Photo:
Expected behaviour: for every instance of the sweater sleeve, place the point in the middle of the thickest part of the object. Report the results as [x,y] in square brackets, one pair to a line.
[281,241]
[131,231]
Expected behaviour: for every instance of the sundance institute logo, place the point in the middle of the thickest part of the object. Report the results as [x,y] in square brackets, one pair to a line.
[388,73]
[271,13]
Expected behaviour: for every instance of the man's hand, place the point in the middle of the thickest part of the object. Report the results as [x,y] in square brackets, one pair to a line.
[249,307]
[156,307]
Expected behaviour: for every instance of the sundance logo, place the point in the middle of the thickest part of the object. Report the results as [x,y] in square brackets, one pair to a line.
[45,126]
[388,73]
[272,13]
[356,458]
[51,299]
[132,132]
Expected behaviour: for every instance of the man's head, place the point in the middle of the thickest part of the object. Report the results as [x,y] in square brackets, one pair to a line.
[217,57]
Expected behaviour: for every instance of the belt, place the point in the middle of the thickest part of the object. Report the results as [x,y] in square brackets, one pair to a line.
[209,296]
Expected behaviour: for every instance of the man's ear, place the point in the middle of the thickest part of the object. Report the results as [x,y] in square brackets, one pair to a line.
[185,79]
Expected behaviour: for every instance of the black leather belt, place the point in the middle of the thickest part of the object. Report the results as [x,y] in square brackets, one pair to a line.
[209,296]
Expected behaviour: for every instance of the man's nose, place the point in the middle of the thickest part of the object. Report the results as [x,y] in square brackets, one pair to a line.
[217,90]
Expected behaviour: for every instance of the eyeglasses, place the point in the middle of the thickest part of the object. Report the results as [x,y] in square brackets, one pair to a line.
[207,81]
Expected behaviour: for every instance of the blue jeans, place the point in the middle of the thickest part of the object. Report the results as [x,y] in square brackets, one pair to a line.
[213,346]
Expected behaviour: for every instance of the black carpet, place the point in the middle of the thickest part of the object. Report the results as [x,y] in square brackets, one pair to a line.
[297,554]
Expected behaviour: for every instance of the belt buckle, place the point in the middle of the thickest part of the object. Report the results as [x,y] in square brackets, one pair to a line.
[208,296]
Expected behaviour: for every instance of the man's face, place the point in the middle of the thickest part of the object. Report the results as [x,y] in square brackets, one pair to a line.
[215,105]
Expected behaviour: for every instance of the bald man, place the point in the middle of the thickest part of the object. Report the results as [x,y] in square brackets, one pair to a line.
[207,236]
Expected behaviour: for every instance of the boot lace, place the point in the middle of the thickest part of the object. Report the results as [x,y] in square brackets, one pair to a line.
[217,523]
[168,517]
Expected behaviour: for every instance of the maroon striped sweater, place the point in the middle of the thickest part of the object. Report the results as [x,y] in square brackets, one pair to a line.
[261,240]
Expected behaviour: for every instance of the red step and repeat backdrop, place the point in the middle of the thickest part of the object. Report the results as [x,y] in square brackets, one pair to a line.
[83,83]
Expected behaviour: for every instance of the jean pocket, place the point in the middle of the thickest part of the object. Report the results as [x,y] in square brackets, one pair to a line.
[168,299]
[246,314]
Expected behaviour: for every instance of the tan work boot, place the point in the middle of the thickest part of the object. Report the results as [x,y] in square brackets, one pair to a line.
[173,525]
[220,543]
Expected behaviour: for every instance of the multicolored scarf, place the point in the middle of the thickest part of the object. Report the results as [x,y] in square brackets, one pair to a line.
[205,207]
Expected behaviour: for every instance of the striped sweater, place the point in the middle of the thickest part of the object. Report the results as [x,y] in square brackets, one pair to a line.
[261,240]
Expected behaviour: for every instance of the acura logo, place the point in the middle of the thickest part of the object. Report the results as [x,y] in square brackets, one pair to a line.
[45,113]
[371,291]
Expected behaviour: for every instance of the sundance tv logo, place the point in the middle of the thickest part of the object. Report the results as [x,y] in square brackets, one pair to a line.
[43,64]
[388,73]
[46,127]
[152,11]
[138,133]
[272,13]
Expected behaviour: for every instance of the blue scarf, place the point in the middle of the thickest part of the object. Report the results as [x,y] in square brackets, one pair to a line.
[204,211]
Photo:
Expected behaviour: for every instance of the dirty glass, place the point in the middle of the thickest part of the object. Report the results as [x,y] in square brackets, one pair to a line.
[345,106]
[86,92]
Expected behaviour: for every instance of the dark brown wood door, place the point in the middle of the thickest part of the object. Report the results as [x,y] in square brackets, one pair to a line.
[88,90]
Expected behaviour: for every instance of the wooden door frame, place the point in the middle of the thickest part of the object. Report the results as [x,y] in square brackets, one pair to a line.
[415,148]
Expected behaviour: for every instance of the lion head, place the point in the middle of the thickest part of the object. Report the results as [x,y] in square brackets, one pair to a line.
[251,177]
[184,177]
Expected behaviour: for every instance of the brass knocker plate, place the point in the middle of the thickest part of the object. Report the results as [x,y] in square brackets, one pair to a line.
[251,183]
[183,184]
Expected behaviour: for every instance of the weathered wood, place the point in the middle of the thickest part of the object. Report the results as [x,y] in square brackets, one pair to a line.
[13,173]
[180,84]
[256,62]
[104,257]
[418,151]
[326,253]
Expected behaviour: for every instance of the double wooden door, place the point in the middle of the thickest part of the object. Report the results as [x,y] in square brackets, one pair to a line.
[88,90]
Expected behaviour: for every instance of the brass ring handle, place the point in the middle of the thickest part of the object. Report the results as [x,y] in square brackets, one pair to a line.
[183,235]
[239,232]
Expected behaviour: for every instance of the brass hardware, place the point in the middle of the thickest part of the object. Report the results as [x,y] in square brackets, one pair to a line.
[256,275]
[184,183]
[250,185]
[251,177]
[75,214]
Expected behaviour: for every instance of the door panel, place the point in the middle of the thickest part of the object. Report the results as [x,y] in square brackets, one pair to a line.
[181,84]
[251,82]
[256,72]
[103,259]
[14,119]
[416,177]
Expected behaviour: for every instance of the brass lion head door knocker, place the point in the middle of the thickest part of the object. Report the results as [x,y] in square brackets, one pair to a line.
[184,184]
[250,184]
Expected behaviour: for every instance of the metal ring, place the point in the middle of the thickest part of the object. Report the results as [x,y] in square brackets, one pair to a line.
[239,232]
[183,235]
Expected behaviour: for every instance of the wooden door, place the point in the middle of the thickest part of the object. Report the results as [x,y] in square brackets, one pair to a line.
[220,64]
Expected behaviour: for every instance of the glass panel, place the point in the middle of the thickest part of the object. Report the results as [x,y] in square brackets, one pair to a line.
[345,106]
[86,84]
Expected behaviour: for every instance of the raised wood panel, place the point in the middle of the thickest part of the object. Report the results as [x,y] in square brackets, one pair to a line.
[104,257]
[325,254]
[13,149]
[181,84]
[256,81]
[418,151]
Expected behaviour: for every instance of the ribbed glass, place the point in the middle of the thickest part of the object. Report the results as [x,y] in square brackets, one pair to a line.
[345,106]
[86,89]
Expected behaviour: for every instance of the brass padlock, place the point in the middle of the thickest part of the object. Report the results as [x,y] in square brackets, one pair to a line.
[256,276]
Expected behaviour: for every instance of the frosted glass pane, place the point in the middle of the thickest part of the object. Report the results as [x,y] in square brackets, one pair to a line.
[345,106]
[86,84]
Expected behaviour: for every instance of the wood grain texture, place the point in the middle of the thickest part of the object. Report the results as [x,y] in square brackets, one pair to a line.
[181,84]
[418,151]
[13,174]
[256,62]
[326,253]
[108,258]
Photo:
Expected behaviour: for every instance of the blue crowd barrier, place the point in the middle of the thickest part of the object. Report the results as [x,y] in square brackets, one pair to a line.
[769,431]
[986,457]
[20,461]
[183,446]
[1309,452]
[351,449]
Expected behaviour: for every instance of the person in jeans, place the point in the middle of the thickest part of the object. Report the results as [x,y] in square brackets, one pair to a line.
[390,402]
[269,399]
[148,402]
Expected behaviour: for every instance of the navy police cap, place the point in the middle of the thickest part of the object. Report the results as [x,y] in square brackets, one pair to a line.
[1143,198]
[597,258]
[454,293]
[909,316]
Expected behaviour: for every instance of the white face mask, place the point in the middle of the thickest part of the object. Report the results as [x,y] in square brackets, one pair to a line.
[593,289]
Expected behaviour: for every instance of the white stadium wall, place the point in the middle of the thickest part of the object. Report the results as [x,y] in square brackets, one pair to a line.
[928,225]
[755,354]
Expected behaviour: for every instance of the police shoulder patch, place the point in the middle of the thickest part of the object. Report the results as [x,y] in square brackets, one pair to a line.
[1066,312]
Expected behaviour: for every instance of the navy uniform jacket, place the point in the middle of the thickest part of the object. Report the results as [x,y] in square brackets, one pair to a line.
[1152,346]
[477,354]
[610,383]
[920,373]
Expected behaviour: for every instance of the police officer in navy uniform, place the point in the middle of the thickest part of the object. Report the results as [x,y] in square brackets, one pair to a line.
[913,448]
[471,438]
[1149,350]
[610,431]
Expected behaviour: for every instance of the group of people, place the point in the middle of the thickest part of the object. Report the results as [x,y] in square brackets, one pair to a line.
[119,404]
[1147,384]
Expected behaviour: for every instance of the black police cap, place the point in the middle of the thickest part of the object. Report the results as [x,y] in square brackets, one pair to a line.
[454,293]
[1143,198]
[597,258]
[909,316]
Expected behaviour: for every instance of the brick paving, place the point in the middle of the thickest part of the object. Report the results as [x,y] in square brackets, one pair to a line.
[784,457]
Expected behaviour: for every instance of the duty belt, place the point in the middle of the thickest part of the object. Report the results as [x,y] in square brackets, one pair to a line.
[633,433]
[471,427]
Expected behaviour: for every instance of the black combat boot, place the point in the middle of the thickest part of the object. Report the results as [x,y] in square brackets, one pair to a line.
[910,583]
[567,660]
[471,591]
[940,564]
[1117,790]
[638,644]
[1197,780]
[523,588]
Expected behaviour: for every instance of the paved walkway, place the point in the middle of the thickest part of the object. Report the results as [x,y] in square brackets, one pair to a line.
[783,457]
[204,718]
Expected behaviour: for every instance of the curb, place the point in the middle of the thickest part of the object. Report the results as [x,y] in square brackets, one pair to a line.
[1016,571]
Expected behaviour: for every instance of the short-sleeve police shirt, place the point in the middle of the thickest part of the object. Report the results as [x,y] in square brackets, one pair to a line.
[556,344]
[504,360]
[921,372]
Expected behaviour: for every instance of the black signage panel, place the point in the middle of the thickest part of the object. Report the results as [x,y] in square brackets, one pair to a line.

• • • • •

## Directions for this task
Extract the stretch from the line containing "Expected behaviour: for every instance of the black combat" through the end of the items, inclusive, reproducing every line verbatim.

## Finished task
Expected behaviour: for every instance of the black combat boot, place the point in the middle of the thickest part of the object. Report the results as [x,y] in square brackets, one pair to a line.
[910,583]
[567,660]
[471,591]
[940,564]
[1117,790]
[638,644]
[1197,780]
[523,588]
Expected behaviour: for every instance of the paved walkway, place the point in the middle of the thickest part of the object. Report the results as [x,y] in square brackets, one pair to a line.
[783,457]
[204,718]
Expected behaviour: for every instance of the curb, place the point in the middle of the thickest part of the object. Report the results as [x,y] in square brackets, one pair to a line.
[1016,571]
Expected behaviour: for every instance of the short-sleeve police shirt, place the point in the middle of the thickest part of the object. Report the results as [x,y] in square brackets, one pair to a line.
[556,344]
[504,360]
[921,372]
Expected behaviour: for every instance of the black signage panel, place the point in the middle of the thickest part of the object. Report the results as [x,y] in square brackets, one pair to a line.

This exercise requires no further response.